** Start of Task input **
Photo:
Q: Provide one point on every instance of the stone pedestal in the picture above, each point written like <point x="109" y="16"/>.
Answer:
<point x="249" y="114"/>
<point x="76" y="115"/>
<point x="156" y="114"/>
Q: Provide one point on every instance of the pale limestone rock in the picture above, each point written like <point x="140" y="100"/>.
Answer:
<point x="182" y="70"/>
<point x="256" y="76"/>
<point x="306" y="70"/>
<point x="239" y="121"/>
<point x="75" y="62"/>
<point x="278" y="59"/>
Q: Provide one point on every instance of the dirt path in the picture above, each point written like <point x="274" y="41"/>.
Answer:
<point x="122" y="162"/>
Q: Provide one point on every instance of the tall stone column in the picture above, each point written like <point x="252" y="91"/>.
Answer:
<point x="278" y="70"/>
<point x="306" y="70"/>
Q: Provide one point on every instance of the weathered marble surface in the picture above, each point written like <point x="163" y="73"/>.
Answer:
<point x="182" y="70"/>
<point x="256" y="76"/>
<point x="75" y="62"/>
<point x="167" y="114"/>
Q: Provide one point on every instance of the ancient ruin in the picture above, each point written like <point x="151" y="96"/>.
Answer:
** End of Task input **
Do this –
Quote, without any change, each line from the one that contains "Q: Provide one point on every instance of the pale" through the end of the material.

Finished task –
Q: Provide one point on every instance of the pale limestone rock in the picture above, each point written like <point x="140" y="100"/>.
Answer:
<point x="182" y="70"/>
<point x="256" y="76"/>
<point x="306" y="70"/>
<point x="239" y="121"/>
<point x="75" y="62"/>
<point x="278" y="59"/>
Q: Provide one point on every instance of the dirt path in the picture above, each point written like <point x="274" y="41"/>.
Answer:
<point x="122" y="162"/>
Q: Provide one point on every instance of the tall stone column in the picture above, each point written like <point x="252" y="91"/>.
Answer:
<point x="278" y="70"/>
<point x="306" y="70"/>
Q: Provide one point on every instance of the weathered marble surface in the picture above, each point written like <point x="163" y="73"/>.
Answer:
<point x="182" y="70"/>
<point x="256" y="76"/>
<point x="75" y="62"/>
<point x="167" y="114"/>
Q: Provide one point on every instance of the ancient ruin in the picture above, each point written like <point x="151" y="96"/>.
Answer:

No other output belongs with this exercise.